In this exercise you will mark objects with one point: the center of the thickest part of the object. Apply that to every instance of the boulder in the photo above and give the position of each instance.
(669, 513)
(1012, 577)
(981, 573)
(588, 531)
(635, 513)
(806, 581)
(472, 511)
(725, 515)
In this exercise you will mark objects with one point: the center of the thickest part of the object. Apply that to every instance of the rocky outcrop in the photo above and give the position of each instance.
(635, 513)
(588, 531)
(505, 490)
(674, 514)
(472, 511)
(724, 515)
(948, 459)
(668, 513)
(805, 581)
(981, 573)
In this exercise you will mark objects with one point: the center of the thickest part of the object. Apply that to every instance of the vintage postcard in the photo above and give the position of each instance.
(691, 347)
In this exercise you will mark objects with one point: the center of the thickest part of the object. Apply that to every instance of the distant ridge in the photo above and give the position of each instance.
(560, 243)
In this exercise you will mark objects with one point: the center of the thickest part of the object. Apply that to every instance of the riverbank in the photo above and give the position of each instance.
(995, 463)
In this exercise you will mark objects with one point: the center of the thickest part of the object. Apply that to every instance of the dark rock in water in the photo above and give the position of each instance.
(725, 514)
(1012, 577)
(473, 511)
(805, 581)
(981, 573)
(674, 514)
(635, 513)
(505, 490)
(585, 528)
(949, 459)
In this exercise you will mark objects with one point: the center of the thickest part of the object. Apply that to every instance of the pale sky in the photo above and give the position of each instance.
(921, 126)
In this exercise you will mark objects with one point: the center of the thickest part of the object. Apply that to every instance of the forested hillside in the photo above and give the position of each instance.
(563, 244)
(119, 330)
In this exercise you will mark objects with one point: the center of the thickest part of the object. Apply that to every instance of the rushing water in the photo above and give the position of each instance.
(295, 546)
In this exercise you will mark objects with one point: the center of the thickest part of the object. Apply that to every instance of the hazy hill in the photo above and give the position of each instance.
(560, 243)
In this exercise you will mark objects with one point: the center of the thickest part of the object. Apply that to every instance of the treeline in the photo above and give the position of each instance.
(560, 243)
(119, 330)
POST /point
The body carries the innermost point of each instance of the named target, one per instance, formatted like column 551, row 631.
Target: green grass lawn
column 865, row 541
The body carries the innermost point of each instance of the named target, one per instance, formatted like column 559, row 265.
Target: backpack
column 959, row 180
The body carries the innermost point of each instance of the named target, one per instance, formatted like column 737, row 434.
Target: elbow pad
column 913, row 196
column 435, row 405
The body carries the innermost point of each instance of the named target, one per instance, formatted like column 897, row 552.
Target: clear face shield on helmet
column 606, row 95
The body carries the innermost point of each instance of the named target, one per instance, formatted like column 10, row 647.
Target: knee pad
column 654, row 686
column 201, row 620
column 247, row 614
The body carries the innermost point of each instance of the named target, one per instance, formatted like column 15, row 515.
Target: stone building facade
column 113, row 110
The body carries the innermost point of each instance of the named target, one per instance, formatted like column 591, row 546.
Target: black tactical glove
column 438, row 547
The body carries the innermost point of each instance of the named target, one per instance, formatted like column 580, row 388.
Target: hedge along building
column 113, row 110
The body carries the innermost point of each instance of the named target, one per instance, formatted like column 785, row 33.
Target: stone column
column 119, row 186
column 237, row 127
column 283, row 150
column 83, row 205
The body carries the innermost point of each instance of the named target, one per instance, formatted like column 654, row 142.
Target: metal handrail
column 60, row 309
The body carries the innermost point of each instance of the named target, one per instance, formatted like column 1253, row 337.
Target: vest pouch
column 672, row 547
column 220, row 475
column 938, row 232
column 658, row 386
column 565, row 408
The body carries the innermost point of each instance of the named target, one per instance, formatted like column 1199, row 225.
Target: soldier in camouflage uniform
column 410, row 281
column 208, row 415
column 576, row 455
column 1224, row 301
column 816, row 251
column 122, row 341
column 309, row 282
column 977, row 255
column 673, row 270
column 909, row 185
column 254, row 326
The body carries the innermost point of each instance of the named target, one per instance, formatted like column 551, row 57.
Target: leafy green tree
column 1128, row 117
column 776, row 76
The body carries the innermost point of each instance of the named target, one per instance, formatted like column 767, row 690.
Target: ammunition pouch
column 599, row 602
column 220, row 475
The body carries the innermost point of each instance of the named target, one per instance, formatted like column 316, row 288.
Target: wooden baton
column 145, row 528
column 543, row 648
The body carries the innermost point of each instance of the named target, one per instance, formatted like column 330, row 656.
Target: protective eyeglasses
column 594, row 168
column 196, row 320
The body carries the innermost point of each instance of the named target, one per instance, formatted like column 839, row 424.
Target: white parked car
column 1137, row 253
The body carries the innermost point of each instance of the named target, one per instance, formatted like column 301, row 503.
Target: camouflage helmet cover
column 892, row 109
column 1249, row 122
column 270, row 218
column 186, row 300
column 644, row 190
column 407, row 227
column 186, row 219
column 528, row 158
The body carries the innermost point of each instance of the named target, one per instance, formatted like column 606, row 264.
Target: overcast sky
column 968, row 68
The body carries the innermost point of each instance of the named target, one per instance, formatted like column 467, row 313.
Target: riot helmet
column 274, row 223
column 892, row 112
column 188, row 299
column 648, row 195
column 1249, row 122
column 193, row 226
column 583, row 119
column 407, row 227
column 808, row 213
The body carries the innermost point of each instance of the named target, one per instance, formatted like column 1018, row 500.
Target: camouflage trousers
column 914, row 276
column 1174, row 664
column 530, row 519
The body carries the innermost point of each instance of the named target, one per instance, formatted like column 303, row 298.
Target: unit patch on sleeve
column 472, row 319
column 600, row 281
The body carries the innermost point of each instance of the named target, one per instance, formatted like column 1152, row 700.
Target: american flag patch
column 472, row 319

> [Challenge]: Leave out every line before the one containing "606, row 264."; set down that line and all remaining lines of the material exactly.

> [Problem solution]:
The body carries the innermost point of each instance of the named target, one per instance, formatted like column 606, row 264.
Target: overcast sky
column 968, row 68
The body carries the innermost point of each instance of the named target, one per instance, formatted like column 467, row 313.
Target: riot helmet
column 274, row 223
column 892, row 112
column 188, row 299
column 648, row 195
column 1249, row 122
column 193, row 226
column 583, row 119
column 407, row 227
column 808, row 213
The body carries the innermost point of each instance of the named target, one per instance, formatted like column 1018, row 500.
Target: camouflage trousers
column 914, row 276
column 1174, row 664
column 530, row 519
The body carries the innermost point of each instance of the named target, one per instance, formatted like column 303, row 298.
Target: unit patch on sleeve
column 472, row 319
column 600, row 281
The body carries the innermost point of each instance of the named target, one per instance, formatted like column 1152, row 700.
Target: american flag patch
column 472, row 319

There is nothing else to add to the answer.